Your copy should hold only the lines from the one containing "Target: white baseboard" through the final line of the entries, exactly as written, with no pictures.

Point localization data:
━━━━━━━━

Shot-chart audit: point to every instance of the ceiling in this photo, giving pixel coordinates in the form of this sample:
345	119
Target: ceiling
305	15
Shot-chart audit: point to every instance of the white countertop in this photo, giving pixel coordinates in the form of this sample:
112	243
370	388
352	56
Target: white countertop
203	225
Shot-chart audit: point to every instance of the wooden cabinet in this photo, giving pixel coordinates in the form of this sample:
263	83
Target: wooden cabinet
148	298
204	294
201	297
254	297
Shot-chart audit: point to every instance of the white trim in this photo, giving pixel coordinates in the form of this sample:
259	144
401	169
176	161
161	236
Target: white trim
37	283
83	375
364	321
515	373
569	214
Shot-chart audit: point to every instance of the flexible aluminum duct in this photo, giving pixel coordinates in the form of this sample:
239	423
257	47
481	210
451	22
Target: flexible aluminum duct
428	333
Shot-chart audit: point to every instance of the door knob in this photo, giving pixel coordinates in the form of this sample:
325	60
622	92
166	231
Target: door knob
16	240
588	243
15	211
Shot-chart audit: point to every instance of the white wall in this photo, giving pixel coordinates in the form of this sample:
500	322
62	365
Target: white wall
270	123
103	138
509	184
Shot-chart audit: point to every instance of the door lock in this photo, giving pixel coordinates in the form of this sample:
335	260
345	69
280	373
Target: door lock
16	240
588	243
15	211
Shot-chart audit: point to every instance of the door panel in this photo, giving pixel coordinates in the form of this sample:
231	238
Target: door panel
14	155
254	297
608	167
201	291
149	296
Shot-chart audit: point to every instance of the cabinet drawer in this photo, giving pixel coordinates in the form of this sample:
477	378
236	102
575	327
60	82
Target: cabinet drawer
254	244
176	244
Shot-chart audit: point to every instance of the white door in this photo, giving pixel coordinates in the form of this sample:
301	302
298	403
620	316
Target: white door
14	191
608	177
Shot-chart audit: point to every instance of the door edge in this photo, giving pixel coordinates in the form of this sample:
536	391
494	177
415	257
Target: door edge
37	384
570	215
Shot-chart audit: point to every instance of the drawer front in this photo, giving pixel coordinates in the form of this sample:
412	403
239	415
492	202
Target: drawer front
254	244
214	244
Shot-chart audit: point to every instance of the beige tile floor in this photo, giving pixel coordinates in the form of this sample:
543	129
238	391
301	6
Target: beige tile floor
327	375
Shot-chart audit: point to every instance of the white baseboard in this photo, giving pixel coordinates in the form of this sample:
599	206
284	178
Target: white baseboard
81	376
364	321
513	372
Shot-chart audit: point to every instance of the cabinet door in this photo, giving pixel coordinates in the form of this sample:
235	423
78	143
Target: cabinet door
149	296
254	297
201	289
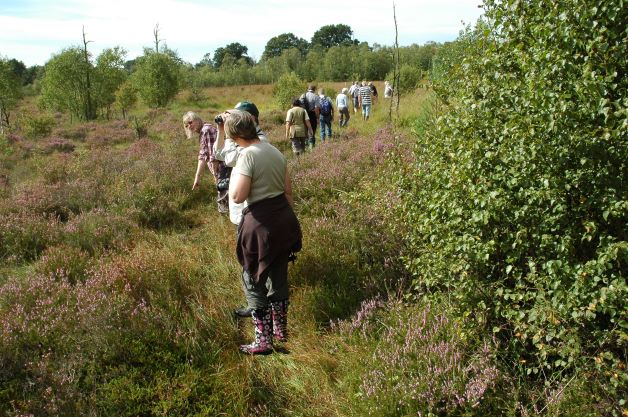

━━━━━━━━

◆ **Response**:
Target: white baseboard
81	376
364	321
513	372
Shot-chart audit: point to every instance of the cabinet door in this photo, giving pixel coordinates in the form of this sample:
235	423
78	143
Target: cabinet door
149	296
254	297
201	289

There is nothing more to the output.